§ **ASSIGNMENT**: Output the entire listing without altering anything.

┏━━

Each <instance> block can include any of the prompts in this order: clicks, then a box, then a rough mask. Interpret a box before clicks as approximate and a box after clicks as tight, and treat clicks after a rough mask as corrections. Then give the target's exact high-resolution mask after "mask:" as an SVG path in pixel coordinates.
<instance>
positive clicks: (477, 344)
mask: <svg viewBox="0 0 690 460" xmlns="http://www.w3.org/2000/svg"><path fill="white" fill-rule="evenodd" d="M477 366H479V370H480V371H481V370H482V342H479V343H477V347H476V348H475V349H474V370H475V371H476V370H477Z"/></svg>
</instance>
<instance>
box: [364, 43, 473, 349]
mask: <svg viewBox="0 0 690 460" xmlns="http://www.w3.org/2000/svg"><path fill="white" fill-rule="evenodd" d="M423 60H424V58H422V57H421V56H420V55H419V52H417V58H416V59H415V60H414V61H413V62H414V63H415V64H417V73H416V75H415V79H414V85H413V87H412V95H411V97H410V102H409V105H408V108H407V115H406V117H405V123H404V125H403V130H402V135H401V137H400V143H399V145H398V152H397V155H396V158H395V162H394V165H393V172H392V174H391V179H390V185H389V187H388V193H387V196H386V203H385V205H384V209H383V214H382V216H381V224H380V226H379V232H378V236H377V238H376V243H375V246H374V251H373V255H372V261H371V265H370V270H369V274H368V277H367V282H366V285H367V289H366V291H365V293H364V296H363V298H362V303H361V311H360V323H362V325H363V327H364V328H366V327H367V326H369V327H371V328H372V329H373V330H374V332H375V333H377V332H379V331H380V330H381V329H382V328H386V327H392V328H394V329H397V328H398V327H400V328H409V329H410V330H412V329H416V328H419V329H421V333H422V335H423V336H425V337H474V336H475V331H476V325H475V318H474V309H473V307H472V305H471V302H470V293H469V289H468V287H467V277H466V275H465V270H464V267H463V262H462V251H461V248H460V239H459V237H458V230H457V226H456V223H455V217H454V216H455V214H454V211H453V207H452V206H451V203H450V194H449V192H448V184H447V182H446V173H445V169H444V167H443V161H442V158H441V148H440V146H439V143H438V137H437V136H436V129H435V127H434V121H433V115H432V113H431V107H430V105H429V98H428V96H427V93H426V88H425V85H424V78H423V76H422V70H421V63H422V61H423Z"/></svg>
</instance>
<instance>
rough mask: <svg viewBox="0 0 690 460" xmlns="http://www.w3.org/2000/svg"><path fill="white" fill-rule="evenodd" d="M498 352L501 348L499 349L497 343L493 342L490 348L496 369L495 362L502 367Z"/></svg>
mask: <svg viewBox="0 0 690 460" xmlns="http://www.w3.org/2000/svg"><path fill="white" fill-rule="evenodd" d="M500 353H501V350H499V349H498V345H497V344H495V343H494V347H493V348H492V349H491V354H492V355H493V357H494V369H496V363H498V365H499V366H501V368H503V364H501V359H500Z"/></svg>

┗━━

§ **TASK RESPONSE**:
Each <instance> block can include any of the prompts in this order: clicks, then a box, then a rough mask. Interpret a box before clicks as approximate and a box after clicks as tight, and treat clicks after a rough mask as corrections. Then give the target's exact high-resolution mask after "mask:" as an SVG path in pixel coordinates.
<instance>
positive clicks: (477, 344)
mask: <svg viewBox="0 0 690 460" xmlns="http://www.w3.org/2000/svg"><path fill="white" fill-rule="evenodd" d="M477 366H479V370H480V371H481V370H482V342H479V343H477V347H476V348H475V349H474V370H475V371H476V370H477Z"/></svg>
</instance>
<instance>
box: [364, 43, 473, 349]
mask: <svg viewBox="0 0 690 460" xmlns="http://www.w3.org/2000/svg"><path fill="white" fill-rule="evenodd" d="M423 60H424V58H422V57H421V56H420V55H419V52H417V58H416V59H415V60H414V61H413V62H414V63H415V64H417V73H416V75H415V79H414V85H413V87H412V95H411V97H410V102H409V105H408V108H407V115H406V117H405V123H404V125H403V130H402V135H401V137H400V143H399V145H398V152H397V155H396V158H395V162H394V165H393V172H392V174H391V179H390V185H389V187H388V193H387V196H386V203H385V205H384V209H383V214H382V216H381V224H380V226H379V232H378V236H377V238H376V243H375V246H374V251H373V255H372V261H371V265H370V270H369V274H368V277H367V282H366V285H367V289H366V291H365V293H364V296H363V298H362V303H361V311H360V323H362V325H363V327H364V328H366V327H367V326H369V327H371V328H372V329H373V330H374V332H375V333H377V332H379V331H380V330H381V329H382V328H386V327H392V328H394V329H397V328H398V327H400V328H409V329H410V330H412V329H416V328H419V329H421V333H422V335H423V336H425V337H474V336H475V331H476V325H475V318H474V309H473V307H472V305H471V302H470V293H469V289H468V287H467V277H466V275H465V270H464V267H463V262H462V251H461V248H460V239H459V237H458V230H457V226H456V223H455V217H454V216H455V214H454V211H453V207H452V206H451V203H450V194H449V192H448V184H447V182H446V173H445V169H444V167H443V161H442V158H441V148H440V146H439V143H438V137H437V136H436V129H435V127H434V121H433V115H432V113H431V107H430V105H429V98H428V96H427V93H426V88H425V85H424V78H423V76H422V70H421V63H422V61H423Z"/></svg>
</instance>
<instance>
rough mask: <svg viewBox="0 0 690 460" xmlns="http://www.w3.org/2000/svg"><path fill="white" fill-rule="evenodd" d="M498 352L501 348L499 349L497 343L493 342L490 348L496 369L495 362L502 367Z"/></svg>
mask: <svg viewBox="0 0 690 460" xmlns="http://www.w3.org/2000/svg"><path fill="white" fill-rule="evenodd" d="M500 353H501V350H499V349H498V345H497V344H495V343H494V347H493V348H492V349H491V354H492V355H493V357H494V369H496V363H498V365H499V366H501V368H503V364H501V359H500Z"/></svg>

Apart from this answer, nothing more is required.